TASK TO COMPLETE:
Can you give everything from the first line of the listing down to the line containing "--fill-rule evenodd", that line included, as a JSON list of strings with one string per line and blank lines left out?

· · · ·

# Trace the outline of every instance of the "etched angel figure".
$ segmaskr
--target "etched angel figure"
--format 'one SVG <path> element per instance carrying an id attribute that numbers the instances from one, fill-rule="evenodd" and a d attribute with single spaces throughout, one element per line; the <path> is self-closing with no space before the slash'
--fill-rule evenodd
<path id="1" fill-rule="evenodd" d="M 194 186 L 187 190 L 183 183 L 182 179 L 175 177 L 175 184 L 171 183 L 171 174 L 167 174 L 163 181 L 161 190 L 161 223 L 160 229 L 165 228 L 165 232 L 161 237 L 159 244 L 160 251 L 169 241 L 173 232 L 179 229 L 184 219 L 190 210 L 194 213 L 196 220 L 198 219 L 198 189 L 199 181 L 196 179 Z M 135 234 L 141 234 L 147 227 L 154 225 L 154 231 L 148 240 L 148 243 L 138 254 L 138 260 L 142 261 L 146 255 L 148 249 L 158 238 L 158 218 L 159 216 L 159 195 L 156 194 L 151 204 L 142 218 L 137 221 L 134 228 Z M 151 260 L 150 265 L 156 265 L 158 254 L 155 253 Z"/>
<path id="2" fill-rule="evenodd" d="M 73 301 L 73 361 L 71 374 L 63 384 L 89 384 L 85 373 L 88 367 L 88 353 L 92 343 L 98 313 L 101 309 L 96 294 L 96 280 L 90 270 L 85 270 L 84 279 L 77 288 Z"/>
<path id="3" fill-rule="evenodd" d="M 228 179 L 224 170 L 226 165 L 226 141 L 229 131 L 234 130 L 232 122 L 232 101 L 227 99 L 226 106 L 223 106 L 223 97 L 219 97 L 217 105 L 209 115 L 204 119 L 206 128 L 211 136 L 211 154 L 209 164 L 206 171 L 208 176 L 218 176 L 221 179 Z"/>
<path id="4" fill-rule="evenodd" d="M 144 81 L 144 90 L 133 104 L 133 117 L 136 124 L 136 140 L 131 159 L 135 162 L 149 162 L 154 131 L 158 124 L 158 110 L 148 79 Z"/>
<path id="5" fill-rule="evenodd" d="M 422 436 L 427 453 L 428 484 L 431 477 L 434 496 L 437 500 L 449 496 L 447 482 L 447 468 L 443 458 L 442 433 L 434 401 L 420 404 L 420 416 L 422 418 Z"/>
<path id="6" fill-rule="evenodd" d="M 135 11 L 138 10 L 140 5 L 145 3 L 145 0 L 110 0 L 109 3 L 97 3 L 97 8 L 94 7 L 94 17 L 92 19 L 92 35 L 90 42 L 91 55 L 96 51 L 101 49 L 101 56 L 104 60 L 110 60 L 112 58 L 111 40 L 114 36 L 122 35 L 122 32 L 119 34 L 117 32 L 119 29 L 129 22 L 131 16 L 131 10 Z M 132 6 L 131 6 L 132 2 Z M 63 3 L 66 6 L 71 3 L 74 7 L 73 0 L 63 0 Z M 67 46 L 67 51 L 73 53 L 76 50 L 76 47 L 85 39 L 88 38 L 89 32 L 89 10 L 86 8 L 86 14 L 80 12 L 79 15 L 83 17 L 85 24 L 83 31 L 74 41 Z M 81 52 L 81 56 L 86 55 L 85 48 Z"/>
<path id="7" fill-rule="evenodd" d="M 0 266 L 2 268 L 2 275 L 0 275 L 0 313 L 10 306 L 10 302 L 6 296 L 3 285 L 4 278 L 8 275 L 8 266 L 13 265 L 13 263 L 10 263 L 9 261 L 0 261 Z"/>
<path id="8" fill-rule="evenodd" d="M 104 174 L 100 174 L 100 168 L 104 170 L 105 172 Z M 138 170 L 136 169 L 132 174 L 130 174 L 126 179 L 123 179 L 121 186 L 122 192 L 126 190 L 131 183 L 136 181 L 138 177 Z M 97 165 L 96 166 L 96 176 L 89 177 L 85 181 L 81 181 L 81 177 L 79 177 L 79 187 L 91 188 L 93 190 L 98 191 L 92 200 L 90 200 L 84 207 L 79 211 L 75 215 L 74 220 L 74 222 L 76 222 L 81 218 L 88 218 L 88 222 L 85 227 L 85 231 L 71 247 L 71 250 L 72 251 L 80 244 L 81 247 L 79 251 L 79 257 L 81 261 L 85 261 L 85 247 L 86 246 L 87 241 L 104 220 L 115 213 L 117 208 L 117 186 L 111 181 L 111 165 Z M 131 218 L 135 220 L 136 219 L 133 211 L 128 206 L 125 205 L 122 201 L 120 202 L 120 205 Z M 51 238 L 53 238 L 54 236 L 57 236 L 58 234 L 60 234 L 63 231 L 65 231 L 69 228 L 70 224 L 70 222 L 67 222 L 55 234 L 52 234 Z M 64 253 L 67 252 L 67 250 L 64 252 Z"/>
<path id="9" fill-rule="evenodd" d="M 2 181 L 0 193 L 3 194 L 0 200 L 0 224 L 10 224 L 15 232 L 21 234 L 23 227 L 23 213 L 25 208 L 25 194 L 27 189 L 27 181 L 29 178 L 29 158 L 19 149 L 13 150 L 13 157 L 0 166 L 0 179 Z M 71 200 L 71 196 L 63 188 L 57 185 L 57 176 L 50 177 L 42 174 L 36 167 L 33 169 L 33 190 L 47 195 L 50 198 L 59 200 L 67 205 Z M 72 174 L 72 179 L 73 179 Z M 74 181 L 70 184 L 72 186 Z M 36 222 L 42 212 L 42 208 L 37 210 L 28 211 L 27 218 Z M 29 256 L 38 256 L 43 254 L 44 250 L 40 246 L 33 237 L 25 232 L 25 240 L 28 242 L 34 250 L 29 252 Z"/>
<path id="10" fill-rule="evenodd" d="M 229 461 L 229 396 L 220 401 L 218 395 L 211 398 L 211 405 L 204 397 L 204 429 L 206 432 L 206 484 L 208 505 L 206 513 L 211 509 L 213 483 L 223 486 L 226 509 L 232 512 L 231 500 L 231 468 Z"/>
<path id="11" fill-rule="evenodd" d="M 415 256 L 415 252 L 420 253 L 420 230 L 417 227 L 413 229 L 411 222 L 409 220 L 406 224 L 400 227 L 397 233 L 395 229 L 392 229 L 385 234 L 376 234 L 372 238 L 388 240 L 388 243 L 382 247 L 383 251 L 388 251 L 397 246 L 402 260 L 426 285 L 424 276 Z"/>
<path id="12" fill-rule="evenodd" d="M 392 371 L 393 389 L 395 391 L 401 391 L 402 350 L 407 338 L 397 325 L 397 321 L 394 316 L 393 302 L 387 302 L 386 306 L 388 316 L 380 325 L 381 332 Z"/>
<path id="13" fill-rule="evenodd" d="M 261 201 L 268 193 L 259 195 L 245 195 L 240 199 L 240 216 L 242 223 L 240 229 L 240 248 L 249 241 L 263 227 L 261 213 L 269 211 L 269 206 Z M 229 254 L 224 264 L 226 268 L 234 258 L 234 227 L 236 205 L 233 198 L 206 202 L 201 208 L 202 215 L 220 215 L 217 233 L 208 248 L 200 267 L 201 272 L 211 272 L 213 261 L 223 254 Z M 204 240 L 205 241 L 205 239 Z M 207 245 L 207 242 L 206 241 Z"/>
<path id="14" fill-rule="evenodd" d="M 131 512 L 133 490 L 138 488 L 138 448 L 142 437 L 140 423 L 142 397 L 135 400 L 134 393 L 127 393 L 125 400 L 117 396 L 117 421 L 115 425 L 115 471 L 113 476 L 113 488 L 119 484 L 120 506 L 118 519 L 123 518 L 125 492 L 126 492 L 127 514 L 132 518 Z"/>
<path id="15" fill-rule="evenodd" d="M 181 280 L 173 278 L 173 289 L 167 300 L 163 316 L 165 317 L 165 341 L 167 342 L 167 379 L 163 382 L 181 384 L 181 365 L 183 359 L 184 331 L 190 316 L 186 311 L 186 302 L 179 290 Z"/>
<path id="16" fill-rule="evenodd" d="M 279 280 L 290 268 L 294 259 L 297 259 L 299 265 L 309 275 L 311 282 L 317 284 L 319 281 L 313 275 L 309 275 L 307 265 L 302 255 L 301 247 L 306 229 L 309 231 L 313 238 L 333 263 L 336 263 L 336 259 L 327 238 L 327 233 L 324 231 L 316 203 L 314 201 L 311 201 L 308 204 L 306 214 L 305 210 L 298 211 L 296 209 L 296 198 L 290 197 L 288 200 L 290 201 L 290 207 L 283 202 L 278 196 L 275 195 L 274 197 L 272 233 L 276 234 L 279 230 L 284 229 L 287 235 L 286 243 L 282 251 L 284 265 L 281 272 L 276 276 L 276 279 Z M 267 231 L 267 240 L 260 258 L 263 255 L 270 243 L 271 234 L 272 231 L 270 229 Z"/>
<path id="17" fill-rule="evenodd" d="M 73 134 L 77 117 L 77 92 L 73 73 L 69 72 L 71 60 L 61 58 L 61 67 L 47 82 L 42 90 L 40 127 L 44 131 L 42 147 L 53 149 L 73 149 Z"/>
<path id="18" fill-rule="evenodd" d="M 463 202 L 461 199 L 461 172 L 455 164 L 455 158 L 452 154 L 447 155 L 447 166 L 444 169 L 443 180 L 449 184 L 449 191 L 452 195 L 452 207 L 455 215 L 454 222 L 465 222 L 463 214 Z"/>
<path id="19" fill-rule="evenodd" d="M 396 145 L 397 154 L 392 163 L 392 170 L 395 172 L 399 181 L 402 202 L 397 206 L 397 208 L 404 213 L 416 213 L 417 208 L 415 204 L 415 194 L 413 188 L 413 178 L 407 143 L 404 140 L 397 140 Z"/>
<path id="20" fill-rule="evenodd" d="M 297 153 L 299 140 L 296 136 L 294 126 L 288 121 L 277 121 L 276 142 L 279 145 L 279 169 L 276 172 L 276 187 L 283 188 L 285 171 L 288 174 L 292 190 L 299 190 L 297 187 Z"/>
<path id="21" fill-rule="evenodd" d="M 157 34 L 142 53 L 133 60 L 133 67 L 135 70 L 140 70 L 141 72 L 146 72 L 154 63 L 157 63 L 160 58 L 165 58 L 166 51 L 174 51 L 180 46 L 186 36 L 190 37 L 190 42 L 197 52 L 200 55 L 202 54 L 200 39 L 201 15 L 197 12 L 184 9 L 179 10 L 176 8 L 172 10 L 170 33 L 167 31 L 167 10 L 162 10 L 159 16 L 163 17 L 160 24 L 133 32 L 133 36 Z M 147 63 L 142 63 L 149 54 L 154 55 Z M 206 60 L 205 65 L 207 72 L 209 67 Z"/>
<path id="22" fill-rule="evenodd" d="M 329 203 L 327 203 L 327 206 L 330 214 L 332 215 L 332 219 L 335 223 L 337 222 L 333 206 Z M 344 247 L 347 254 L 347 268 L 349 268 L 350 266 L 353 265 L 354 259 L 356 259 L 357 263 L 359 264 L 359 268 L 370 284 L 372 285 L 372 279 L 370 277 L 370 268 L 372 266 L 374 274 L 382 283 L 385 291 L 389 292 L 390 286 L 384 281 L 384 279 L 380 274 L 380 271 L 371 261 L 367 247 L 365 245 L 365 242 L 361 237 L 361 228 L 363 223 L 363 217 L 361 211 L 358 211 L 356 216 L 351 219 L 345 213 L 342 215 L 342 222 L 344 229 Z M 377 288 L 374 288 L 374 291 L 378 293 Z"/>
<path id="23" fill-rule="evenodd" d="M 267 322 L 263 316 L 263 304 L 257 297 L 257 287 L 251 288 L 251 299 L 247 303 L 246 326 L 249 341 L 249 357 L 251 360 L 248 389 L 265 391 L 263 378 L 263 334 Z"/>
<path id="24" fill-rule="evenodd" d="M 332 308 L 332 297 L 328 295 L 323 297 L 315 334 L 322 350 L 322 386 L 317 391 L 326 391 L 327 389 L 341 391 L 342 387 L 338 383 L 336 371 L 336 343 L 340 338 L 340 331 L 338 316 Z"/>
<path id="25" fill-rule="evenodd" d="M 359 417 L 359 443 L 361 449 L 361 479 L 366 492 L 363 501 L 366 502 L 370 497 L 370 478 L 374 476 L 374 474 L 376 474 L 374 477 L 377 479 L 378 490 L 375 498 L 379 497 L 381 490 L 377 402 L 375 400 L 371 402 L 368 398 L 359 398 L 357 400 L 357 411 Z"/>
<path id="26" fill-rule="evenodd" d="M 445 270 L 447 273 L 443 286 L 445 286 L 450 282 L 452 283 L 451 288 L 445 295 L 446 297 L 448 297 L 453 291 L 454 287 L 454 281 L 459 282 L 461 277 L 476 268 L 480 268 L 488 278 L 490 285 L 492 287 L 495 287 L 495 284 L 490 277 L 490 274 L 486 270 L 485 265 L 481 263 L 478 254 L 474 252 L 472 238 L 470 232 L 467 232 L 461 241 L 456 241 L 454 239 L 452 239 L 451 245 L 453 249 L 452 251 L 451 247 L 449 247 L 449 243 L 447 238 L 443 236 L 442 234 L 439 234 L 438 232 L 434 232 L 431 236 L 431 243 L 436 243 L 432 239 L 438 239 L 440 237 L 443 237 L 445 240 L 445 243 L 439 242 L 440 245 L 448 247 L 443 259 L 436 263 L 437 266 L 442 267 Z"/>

· · · ·

SOLUTION:
[
  "# Trace the outline of every instance of the \"etched angel figure\".",
  "$ segmaskr",
  "--target \"etched angel figure\"",
  "--format 'one SVG <path> element per instance carrying an id attribute that numbers the instances from one, fill-rule=\"evenodd\" and a d attribute with single spaces throughout, one element per line; the <path> is self-closing with no space before the slash'",
  "--fill-rule evenodd"
]